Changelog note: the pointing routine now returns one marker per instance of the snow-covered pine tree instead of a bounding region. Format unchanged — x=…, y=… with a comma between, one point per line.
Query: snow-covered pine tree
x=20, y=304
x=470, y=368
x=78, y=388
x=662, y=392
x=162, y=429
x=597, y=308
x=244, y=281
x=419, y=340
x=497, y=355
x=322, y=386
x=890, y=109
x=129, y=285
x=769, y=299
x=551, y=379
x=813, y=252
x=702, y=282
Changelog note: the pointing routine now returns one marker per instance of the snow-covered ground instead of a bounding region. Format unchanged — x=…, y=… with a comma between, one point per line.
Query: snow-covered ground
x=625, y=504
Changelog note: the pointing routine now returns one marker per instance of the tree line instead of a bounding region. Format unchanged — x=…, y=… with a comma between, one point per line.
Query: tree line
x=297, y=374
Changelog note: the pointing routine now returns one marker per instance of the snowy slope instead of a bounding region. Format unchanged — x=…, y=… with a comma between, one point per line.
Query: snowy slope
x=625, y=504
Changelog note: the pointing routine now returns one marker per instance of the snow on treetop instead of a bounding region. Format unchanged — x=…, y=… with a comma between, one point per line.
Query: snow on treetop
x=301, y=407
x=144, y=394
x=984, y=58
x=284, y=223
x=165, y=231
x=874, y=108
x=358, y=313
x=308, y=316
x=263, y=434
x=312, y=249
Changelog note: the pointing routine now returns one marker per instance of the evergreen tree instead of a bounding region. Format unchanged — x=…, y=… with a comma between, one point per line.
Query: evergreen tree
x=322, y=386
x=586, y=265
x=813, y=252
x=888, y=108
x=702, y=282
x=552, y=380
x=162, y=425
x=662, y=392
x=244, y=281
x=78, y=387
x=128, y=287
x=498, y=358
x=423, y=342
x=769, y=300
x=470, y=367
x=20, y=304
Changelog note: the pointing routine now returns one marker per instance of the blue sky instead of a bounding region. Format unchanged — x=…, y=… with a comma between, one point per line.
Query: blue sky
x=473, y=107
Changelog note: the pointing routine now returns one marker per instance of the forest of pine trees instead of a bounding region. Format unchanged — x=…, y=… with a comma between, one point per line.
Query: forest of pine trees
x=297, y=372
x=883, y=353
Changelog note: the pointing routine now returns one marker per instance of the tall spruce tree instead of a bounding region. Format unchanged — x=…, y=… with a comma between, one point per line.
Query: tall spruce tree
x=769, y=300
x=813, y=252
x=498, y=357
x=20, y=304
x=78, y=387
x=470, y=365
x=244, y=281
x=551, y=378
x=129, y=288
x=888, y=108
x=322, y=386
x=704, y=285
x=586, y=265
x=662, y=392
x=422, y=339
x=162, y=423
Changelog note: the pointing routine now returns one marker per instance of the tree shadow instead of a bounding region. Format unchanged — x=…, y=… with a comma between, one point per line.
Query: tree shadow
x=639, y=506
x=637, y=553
==
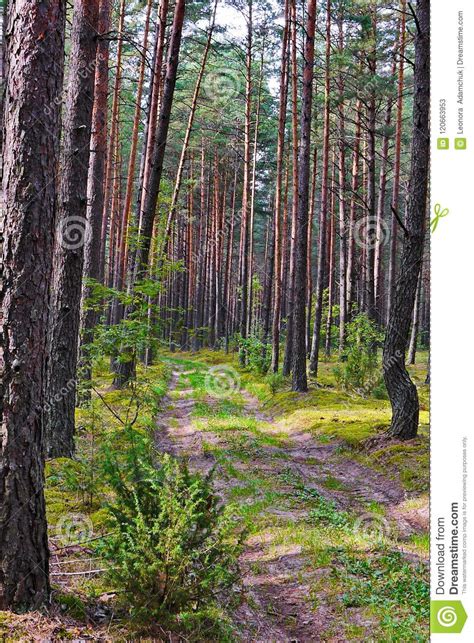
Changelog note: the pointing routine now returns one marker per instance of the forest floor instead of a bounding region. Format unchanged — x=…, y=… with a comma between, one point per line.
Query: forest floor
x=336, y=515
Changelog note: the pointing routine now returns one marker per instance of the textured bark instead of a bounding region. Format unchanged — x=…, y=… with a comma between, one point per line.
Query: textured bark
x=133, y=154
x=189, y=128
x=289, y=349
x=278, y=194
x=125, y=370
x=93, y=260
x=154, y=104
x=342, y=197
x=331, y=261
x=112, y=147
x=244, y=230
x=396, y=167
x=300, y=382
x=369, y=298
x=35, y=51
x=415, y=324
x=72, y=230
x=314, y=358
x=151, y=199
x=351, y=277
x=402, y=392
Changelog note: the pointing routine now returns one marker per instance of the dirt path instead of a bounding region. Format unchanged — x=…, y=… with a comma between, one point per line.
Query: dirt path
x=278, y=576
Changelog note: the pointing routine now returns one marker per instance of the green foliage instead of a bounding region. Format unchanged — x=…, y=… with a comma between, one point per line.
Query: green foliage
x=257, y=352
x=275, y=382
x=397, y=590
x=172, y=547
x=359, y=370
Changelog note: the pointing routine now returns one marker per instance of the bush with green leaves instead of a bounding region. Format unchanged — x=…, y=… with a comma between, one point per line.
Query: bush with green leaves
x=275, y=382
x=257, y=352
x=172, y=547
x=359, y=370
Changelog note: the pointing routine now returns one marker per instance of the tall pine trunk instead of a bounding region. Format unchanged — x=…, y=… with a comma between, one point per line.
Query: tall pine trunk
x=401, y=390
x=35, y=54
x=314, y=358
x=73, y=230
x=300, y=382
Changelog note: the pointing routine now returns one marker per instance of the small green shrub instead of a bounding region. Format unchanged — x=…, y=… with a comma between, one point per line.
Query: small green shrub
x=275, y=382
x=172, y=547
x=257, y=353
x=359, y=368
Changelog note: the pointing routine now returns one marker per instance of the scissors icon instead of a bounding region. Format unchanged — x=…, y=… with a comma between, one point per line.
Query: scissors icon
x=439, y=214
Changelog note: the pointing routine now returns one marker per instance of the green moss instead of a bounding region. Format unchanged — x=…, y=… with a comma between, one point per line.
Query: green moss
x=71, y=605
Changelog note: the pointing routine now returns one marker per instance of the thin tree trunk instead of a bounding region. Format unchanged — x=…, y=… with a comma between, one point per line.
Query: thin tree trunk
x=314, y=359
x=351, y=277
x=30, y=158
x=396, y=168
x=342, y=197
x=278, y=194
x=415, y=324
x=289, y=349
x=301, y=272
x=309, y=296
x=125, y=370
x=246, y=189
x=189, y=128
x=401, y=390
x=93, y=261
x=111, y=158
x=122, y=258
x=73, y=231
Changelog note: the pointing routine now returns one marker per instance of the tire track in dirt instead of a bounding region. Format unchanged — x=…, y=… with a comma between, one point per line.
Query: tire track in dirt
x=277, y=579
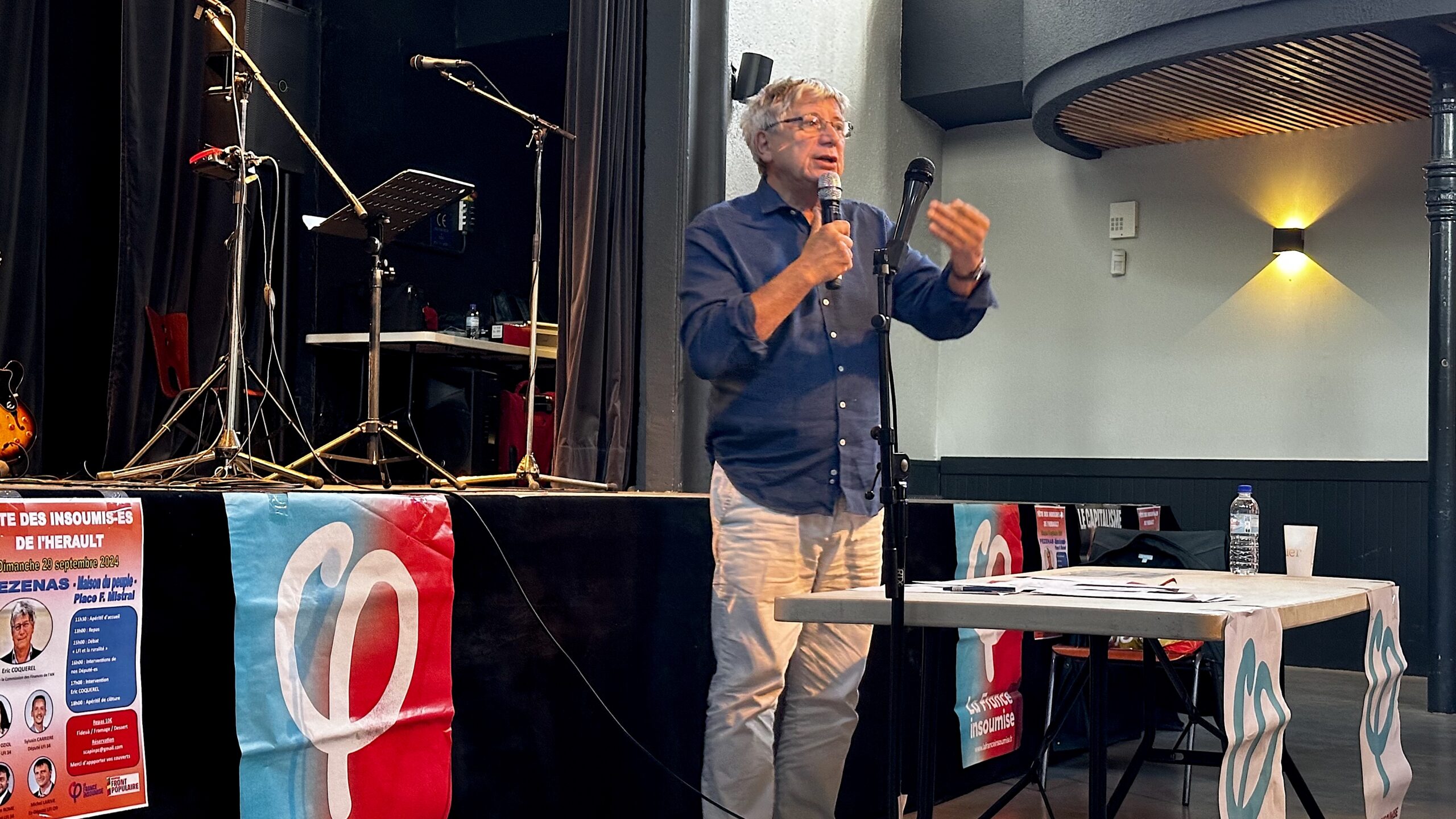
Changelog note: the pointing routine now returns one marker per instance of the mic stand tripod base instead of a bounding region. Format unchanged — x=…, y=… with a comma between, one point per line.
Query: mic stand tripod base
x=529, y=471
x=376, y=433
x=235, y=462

» YOUR GOAL: Reproduce verbatim the stretch of entries from the line containing "the tree shadow" through the line containing "x=637, y=553", including both of those lines.

» EXERCISE SOLUTION:
Changelog note: the pointing routine now returns one marker per instance of the tree shadow instead of a bounding region. Format unchanged — x=…, y=… with a comma between, one point per line.
Query: tree shadow
x=639, y=506
x=637, y=553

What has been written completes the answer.